* **Task details**
Within the data that follows, set down exactly the lines from the one containing "Query: framed picture on wall" through the one containing "Query: ceramic lamp base", both ends included.

* **Working data**
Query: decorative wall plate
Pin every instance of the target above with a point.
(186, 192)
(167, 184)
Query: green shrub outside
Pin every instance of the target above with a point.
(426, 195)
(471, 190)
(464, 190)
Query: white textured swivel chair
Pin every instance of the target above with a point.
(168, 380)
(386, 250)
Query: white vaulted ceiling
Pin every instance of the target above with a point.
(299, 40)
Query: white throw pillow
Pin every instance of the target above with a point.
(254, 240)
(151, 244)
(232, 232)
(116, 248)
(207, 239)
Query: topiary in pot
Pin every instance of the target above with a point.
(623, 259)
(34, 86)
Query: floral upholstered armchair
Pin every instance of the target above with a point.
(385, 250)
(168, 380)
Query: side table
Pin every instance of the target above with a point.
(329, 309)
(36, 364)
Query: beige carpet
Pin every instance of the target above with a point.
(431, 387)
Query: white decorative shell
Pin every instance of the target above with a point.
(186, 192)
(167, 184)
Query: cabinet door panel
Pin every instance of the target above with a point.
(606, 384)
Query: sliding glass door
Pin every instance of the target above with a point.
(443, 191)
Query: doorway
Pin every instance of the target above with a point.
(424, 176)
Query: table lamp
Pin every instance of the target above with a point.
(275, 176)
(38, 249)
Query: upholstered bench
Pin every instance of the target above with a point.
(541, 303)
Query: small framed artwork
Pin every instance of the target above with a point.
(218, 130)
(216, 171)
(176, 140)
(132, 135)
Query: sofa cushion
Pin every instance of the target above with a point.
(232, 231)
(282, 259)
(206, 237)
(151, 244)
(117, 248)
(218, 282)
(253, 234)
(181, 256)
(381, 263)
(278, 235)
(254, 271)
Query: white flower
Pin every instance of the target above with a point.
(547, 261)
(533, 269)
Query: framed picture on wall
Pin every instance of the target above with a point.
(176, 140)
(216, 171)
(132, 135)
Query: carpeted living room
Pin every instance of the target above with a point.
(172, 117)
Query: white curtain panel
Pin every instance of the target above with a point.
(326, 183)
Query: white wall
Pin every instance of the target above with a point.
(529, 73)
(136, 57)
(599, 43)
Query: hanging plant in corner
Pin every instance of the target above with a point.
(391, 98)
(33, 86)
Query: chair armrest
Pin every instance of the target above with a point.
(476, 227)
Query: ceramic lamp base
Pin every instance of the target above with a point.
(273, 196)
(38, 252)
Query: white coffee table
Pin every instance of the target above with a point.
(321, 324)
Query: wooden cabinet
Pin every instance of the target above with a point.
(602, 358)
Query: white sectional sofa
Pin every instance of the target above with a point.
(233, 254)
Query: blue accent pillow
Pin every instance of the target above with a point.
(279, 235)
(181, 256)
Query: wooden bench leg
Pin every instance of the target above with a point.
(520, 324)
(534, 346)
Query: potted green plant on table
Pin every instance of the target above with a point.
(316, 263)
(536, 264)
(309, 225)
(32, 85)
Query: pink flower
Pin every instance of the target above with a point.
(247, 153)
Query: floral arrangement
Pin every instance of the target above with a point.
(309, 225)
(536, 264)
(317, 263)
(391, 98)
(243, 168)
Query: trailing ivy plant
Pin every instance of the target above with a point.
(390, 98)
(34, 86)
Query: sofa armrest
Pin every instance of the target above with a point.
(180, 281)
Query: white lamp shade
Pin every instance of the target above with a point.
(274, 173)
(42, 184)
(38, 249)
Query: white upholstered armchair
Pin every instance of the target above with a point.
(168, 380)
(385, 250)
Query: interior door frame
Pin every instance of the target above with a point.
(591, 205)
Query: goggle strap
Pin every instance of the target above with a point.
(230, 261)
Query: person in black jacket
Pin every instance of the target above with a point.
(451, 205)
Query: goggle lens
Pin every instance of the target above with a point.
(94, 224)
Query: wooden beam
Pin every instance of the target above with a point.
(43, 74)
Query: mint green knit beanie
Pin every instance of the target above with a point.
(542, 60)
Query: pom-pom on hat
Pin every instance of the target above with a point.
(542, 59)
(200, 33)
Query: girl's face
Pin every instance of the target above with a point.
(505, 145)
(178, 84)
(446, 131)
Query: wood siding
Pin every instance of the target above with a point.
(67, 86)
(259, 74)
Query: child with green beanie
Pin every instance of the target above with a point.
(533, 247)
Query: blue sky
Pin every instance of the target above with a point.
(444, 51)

* **Solution for this problem**
Query: framed picture on wall
Pin every instance of the target above with a point.
(176, 140)
(216, 171)
(132, 135)
Query: carpeted living room
Pin every instance of the target above with a point.
(172, 117)
Query: white curtain panel
Pin every instance of the target above with a point.
(326, 183)
Query: white wall
Pin every instance of the target above with a point.
(529, 73)
(136, 57)
(599, 43)
Query: hanging plant in corner
Pin every instance of the target above with a point.
(391, 98)
(33, 86)
Query: chair armrest
Pin every instance of the target above with a point.
(476, 227)
Query: ceramic lamp base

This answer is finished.